◆ TASK DIRECTIONS:
Give the item lines below as a Markdown table with the columns Row and Item line, starting at the line containing "Find the fisherman;" and running through the end of the items. Leave out blank lines and pictures.

_____

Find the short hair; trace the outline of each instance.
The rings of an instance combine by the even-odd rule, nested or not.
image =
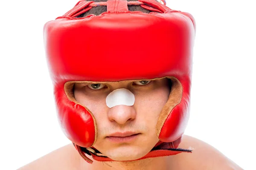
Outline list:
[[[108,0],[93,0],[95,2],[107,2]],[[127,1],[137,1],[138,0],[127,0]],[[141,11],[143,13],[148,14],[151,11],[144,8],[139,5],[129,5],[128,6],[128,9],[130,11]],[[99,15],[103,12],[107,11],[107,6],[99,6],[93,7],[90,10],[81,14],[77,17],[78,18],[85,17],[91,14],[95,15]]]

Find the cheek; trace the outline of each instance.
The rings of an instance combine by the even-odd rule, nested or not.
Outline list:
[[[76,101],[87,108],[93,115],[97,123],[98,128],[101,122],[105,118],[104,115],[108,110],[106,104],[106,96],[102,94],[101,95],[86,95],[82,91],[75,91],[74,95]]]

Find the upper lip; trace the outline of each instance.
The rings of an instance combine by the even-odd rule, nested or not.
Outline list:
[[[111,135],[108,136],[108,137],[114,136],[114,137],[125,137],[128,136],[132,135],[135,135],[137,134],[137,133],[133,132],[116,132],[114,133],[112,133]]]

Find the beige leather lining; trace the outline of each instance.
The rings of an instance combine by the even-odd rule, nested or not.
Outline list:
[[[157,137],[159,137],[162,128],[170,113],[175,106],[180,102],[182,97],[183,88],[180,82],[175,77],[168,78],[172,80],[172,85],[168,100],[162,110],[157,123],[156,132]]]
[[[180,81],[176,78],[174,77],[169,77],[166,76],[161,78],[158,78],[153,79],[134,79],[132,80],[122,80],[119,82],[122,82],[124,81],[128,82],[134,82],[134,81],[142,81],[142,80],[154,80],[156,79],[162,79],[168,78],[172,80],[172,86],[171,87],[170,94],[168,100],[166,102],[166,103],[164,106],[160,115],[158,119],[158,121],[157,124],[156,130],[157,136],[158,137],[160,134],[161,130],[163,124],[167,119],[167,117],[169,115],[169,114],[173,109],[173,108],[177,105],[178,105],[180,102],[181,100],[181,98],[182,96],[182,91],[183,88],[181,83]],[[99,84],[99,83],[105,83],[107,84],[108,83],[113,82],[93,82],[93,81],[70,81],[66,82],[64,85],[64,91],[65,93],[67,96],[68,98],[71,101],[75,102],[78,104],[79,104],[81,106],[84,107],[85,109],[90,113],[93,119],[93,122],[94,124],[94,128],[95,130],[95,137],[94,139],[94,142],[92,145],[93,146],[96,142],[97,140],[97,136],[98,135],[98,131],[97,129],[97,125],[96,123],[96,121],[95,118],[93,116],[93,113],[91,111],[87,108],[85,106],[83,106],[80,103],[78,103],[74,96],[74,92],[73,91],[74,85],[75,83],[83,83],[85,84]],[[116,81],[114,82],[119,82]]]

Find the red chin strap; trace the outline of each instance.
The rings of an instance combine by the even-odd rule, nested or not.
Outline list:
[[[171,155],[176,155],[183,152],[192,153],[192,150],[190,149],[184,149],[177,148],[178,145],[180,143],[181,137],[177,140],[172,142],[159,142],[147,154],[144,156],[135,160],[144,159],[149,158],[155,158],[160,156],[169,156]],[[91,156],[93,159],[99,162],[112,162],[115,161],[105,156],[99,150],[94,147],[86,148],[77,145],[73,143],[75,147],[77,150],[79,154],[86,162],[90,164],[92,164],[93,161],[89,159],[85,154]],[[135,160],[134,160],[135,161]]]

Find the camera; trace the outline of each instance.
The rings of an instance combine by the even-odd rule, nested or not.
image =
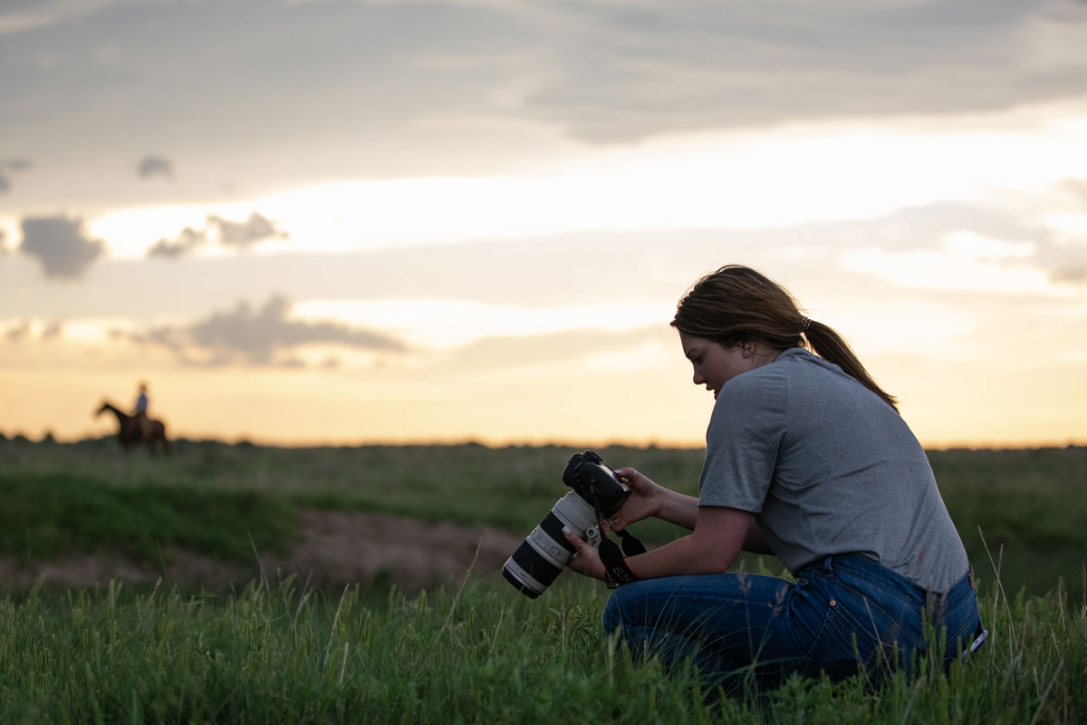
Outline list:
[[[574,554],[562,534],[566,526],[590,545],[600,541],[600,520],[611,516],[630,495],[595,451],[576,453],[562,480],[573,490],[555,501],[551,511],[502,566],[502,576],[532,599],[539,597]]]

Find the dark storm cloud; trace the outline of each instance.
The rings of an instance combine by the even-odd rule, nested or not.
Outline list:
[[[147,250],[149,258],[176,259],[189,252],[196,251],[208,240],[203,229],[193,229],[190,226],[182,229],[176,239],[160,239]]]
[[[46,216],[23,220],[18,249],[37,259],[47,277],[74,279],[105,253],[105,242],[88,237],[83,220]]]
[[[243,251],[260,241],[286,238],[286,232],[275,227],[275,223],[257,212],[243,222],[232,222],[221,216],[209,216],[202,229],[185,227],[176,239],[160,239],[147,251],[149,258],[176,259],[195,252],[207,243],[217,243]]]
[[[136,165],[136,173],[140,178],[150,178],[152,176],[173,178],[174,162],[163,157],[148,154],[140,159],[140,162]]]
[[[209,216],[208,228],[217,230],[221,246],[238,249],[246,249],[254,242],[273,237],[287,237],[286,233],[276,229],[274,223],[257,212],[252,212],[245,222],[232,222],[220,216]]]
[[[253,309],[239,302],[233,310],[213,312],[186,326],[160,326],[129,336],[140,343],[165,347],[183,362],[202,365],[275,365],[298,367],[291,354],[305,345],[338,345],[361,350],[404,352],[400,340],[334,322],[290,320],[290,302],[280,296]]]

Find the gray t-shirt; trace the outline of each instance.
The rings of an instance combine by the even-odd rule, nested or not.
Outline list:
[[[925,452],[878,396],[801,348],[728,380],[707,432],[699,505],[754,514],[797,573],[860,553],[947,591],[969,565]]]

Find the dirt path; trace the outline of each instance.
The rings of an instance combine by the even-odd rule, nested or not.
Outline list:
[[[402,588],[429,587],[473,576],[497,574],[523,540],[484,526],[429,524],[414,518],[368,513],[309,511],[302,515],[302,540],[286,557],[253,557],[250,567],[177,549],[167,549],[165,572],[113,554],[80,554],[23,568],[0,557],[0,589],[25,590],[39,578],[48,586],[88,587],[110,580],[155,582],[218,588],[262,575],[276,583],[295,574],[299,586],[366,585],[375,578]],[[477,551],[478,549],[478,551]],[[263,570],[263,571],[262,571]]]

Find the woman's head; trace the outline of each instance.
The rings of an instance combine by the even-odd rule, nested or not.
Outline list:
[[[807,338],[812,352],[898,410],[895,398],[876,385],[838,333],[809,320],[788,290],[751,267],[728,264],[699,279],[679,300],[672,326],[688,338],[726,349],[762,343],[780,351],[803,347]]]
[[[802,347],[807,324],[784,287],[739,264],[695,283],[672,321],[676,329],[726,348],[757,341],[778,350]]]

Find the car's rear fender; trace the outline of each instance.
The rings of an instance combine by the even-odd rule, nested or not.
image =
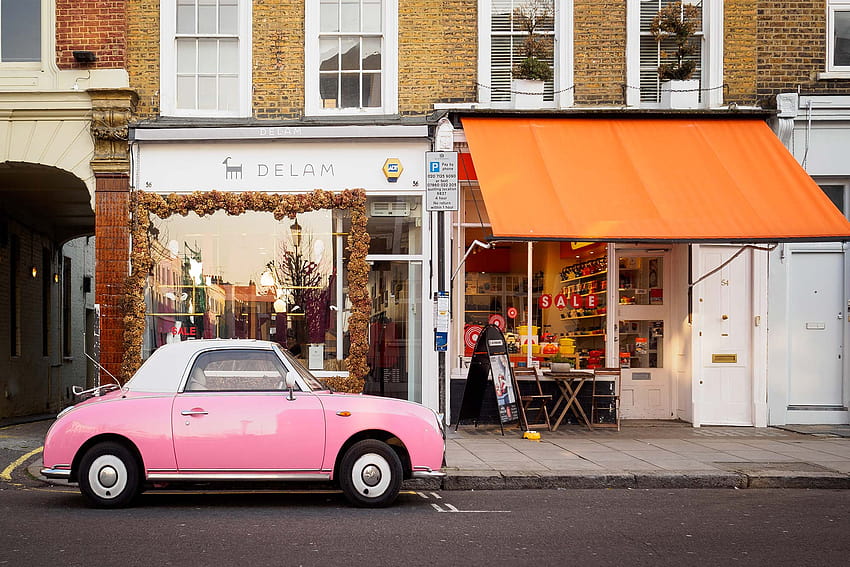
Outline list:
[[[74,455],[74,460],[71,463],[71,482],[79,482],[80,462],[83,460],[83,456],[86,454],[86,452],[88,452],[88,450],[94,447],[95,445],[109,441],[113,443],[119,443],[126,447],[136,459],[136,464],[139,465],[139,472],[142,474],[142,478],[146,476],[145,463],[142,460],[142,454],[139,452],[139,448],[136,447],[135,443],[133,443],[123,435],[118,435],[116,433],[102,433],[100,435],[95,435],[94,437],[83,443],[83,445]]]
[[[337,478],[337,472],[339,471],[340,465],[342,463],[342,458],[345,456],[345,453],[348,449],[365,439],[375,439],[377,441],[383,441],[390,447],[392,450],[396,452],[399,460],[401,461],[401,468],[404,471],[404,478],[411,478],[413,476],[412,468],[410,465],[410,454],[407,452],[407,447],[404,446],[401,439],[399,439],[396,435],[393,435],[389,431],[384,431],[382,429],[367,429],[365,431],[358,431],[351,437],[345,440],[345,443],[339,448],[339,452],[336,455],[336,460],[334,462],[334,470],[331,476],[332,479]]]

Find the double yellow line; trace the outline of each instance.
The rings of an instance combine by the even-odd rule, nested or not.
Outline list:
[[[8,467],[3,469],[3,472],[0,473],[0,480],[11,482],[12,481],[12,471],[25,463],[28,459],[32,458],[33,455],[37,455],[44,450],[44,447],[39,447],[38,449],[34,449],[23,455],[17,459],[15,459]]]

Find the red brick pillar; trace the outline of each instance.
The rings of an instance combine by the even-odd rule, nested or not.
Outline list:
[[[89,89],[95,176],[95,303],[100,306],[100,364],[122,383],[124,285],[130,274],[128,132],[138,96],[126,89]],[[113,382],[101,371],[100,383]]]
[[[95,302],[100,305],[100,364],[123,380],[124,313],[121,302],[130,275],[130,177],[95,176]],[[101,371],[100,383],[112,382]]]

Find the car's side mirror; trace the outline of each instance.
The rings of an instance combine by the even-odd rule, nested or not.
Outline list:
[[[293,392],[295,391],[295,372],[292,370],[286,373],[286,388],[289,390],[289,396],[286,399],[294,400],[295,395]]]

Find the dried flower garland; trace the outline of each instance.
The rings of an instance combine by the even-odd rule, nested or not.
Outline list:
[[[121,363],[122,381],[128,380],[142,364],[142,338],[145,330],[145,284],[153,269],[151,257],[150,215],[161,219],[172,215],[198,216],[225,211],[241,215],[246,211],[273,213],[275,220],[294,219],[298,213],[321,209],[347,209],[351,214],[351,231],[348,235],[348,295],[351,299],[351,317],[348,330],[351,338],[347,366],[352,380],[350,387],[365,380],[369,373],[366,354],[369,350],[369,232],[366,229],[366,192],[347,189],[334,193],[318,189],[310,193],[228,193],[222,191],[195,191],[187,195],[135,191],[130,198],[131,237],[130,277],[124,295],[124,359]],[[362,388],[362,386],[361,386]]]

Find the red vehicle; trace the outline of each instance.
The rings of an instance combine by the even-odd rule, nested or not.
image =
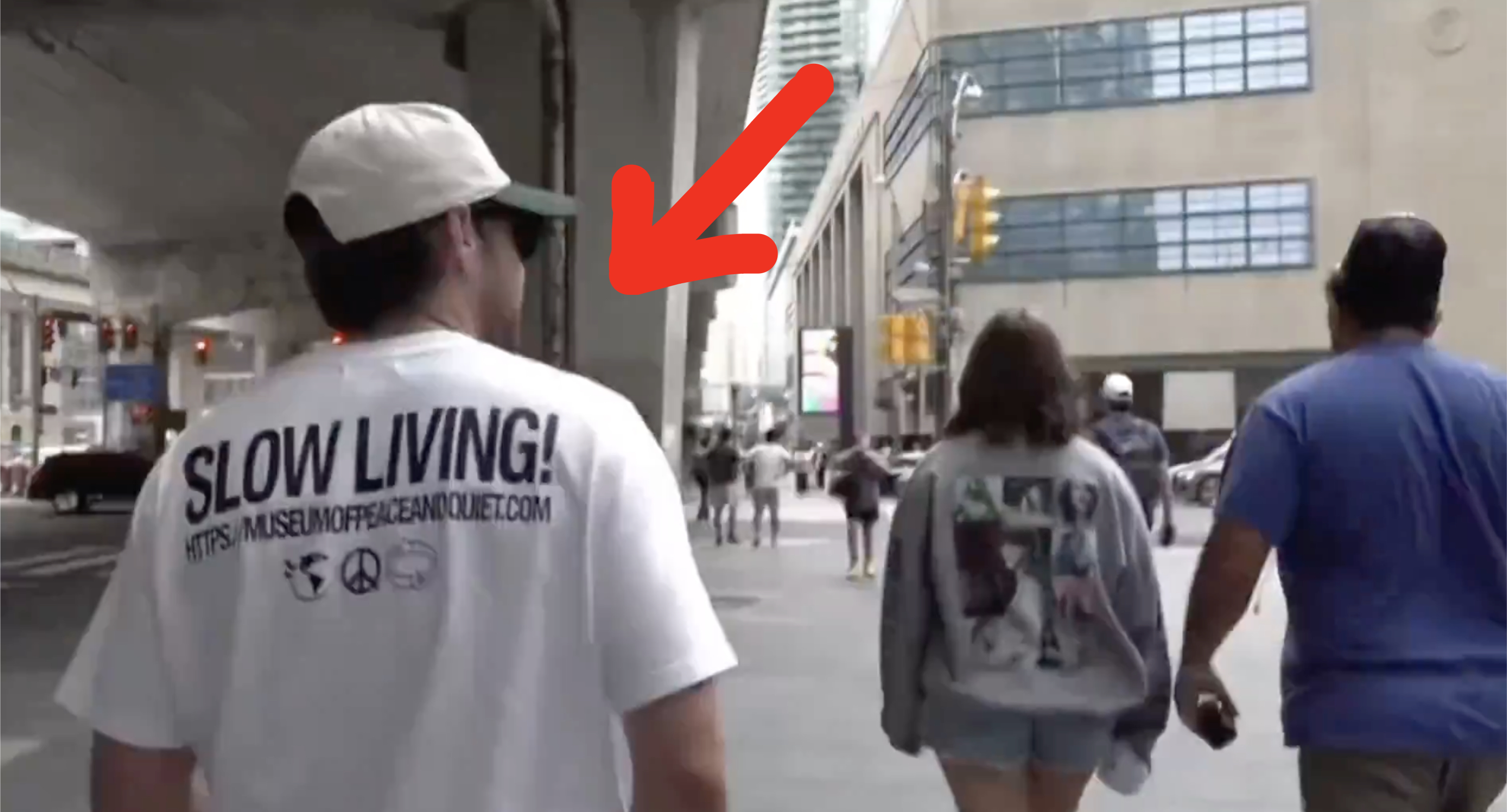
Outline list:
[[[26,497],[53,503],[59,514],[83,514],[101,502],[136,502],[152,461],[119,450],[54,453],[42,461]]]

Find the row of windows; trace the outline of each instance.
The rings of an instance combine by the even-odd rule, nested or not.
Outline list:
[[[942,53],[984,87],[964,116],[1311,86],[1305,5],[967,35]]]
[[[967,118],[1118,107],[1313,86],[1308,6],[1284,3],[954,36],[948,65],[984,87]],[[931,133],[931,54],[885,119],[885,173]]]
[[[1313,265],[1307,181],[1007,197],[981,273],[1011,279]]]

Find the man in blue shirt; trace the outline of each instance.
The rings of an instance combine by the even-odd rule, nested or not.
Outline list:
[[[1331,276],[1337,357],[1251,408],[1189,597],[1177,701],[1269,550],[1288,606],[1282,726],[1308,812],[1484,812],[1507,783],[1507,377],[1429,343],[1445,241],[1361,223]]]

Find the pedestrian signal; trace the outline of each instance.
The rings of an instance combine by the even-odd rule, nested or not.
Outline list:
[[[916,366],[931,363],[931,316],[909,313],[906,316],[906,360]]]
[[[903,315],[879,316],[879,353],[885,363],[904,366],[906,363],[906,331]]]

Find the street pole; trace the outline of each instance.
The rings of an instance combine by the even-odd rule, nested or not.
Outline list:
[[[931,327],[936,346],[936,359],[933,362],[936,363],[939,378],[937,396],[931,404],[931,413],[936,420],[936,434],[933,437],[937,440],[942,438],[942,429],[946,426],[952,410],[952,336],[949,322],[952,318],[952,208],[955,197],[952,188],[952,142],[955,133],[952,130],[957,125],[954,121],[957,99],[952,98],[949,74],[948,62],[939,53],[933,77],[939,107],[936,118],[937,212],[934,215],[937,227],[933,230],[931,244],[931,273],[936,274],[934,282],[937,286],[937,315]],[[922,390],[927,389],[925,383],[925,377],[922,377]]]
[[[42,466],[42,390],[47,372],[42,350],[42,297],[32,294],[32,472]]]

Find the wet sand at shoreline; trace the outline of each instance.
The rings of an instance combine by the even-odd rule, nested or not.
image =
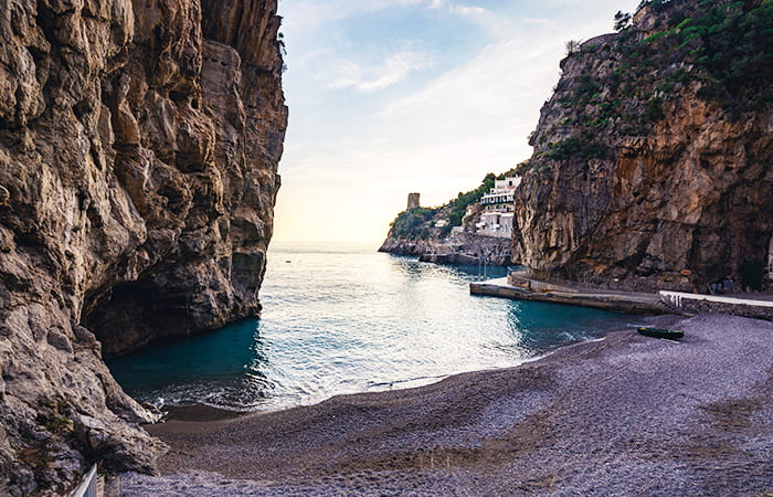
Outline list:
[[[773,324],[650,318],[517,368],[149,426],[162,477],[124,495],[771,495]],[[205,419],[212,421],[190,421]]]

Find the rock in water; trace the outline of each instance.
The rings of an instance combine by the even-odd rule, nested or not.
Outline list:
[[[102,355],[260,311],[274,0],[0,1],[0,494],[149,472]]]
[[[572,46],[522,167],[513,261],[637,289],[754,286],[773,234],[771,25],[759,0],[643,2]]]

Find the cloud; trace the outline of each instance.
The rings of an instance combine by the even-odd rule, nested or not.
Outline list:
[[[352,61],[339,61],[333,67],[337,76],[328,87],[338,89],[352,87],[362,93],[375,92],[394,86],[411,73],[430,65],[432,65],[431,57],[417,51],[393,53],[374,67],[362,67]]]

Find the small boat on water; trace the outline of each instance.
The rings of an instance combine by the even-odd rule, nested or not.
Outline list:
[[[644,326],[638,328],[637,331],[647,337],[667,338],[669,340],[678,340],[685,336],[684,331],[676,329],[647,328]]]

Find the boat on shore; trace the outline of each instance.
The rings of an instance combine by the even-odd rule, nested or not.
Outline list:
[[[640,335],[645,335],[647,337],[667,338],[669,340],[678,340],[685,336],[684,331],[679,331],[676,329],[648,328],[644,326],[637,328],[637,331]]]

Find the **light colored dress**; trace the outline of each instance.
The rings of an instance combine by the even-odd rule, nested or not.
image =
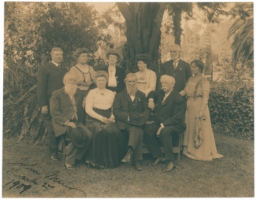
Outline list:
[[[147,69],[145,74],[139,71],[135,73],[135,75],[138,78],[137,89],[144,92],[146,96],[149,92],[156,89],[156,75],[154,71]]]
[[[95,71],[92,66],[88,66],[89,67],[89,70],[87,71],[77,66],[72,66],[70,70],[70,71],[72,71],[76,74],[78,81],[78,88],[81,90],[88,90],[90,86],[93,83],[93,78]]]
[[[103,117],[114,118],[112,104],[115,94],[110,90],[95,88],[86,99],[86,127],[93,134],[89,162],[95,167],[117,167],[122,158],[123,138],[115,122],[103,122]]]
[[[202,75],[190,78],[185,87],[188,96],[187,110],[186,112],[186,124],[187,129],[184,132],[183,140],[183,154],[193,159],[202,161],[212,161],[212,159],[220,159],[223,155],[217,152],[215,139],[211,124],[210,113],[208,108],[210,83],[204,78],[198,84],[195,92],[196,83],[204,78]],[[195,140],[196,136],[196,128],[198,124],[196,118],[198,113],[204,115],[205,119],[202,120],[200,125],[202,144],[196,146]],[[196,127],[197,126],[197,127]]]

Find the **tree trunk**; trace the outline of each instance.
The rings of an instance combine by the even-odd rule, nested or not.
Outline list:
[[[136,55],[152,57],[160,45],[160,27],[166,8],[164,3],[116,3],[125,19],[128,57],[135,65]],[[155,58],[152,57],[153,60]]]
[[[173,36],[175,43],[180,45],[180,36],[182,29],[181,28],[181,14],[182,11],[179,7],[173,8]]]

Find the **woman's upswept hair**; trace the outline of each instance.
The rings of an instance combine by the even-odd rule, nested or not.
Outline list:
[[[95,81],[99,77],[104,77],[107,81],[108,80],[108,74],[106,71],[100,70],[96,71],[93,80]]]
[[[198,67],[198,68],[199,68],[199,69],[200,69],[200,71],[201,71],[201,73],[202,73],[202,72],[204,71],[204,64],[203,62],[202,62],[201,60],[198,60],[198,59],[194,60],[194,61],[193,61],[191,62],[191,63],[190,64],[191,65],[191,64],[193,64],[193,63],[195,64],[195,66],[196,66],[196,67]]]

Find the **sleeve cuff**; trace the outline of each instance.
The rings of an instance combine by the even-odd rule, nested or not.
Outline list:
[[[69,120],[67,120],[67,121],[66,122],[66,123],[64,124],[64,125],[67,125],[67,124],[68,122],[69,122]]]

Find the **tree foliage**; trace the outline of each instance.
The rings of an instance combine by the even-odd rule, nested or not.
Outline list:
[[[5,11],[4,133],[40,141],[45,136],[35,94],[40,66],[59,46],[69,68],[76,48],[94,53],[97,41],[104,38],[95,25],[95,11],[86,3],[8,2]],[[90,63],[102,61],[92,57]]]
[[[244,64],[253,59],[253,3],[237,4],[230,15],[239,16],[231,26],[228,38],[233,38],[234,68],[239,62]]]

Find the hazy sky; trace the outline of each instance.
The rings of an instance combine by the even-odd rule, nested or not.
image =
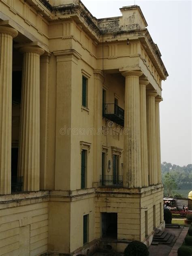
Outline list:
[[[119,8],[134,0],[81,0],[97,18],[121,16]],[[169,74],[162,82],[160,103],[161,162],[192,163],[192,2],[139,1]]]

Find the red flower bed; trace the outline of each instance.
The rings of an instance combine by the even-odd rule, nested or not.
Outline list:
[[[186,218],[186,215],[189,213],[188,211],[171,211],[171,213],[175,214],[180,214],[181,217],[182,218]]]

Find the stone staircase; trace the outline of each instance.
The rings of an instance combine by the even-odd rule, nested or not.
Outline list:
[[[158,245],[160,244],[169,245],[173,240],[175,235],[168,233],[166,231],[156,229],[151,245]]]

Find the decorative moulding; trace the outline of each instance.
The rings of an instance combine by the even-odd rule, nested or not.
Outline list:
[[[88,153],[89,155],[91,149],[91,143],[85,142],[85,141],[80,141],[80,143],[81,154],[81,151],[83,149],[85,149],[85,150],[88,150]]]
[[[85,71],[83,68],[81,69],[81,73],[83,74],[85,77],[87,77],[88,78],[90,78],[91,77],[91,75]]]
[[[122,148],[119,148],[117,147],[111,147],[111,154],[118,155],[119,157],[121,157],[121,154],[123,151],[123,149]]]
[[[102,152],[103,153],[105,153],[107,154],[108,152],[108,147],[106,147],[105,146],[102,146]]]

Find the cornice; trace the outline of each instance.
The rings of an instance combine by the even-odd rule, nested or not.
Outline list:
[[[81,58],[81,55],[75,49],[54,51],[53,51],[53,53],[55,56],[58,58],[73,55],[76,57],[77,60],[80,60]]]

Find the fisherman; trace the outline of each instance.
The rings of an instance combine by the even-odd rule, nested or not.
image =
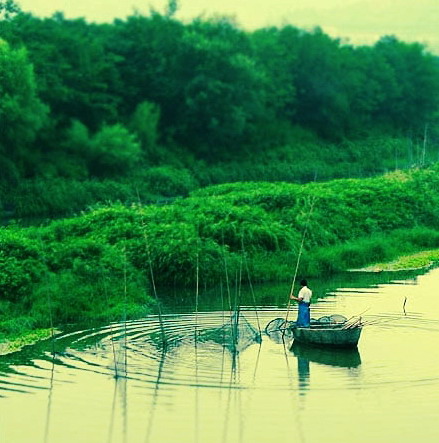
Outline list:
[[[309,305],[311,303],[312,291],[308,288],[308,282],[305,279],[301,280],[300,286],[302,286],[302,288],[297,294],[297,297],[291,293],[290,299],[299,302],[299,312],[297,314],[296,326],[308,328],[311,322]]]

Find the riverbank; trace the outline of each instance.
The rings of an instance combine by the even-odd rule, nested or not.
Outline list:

_____

◆ THE RESULT:
| Row | Item line |
|---|---|
| 1 | Find the fisherman; trace the outline of each instance. |
| 2 | The rings of an instance combine by the even-odd rule, nested or not. |
| 3 | image = |
| 4 | Outline list: |
| 5 | [[[309,305],[311,303],[312,291],[308,288],[308,282],[305,279],[301,280],[300,286],[302,286],[302,288],[297,294],[297,297],[291,293],[290,299],[299,302],[299,312],[297,314],[296,326],[308,328],[311,322]]] |
| 6 | Find the riverbank; trace the outline of each instance. |
| 7 | The rings of an instance combine by the even-odd rule, nested or not. |
| 8 | Outline list: |